| What you will do |
Please carry on the news passage about Madigan and the county alley program, picking up after its last sentence.

| Extract to read |
During a press conference in Middle River announcing a new recreation center, Olszewski was asked whether he believed there should be consequences for county officials who circumvent standard government processes. He said: “Yes, but I would say if you look at the thorough and complete analysis and response” provided by Rodgers, that he doesn’t “think that’s the case here.”

Madigan wrote she doesn’t dispute that the law as written does not explicitly prohibit program money from being used for commercial alleys. However — based on the office’s interviews with public works professional staff and program managers, as well as language on the county website that says alleys eligible for the program must be “located in a residential, non-commercial community” — she wrote that absent a “compelling” reason, the program “is intended to be used only for residential alleys.”

Years of contention

Jones, a Democrat who was reelected last week to a third term representing the western 4th District, is among council members who have criticized Madigan for how the former state prosecutor conducts investigations into government fraud, waste and abuse. Jones and fellow Democratic council members Cathy Bevins and Tom Quirk, ambushed Madigan during a budget hearing last year.

| Information provided |
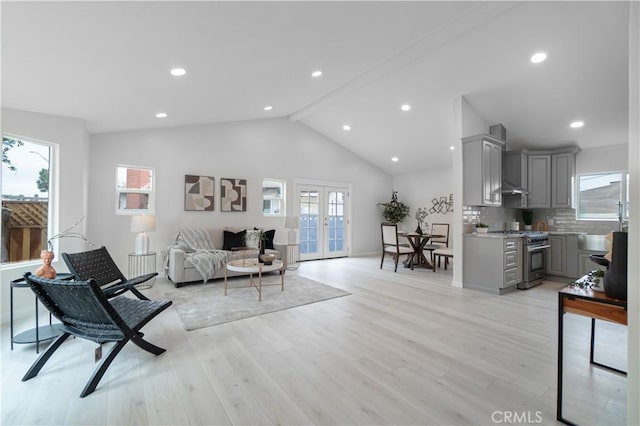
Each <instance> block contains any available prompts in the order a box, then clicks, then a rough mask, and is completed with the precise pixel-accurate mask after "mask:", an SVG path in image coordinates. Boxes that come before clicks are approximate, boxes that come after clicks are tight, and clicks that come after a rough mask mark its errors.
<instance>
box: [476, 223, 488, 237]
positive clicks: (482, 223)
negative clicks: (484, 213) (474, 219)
mask: <svg viewBox="0 0 640 426" xmlns="http://www.w3.org/2000/svg"><path fill="white" fill-rule="evenodd" d="M488 230H489V225H487V224H486V223H482V222H480V223H478V224H476V232H477V233H478V234H486V233H487V231H488Z"/></svg>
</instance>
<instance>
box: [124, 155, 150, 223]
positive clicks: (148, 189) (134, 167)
mask: <svg viewBox="0 0 640 426" xmlns="http://www.w3.org/2000/svg"><path fill="white" fill-rule="evenodd" d="M121 168H124V169H132V170H148V171H150V172H151V179H150V182H151V188H149V189H144V188H127V187H126V186H125V187H120V186H119V170H120V169H121ZM115 178H116V179H115V180H116V182H115V188H116V194H115V195H116V200H115V202H116V214H117V215H121V216H133V215H143V214H148V215H153V214H155V204H156V203H155V193H156V190H155V187H156V182H155V180H156V170H155V168H153V167H149V166H139V165H133V164H116V177H115ZM123 194H147V195H148V199H147V208H146V209H126V208H125V209H123V208H120V196H121V195H123Z"/></svg>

| Exercise output |
The trio came prepared with questions they hurled at Madigan about the cost of her business cards, her access to government emails and her personality.

Jones, 59, accused her of targeting employees who work for Black female department heads in investigations, which are initiated by complaints submitted to her office. Bevins, who did not run for reelection, said the county “made a mistake” when it didn’t create an oversight board to check its inspector general when the office was created in 2019.

“Maybe it’s your demeanor, maybe it’s your procedure,” Jones told Madigan then. “It scares people.”

The rebuke came on the heels of an inspector general report that faulted a former economic development official and Democratic campaign staffer for purchasing farm equipment for the Baltimore County Agricultural Center in a manner that violated the county’s procurement rules.

Bevins and Jones were both subjects of prior inspector general investigations. A report from November last year found that Bevins violated the county charter when she bought a new residence outside of the eastern district she had represented since 2010. Bevins has said she was given erroneous advice from the council’s lawyer that she could relocate outside her district.

And in April, the inspector general found Jones broke county policy by including a link to donate to his campaign committee in at least 40 emails from his government email address. Jones said the link was mistakenly included and went unnoticed for months.

In written responses to some of her investigations, Rodgers, the county’s top administrator, has questioned Madigan’s authority to investigate certain matters.

Last year, The Baltimore Brew first reported draft legislation the Olszewski administration intended to bring forward to the council that would have created an inspector general oversight board composed of members appointed by the administration and the council chair, currently Jones, and included other reforms that the Association of Inspectors General wrote in an open letter, would “effectively gag and shackle” Madigan.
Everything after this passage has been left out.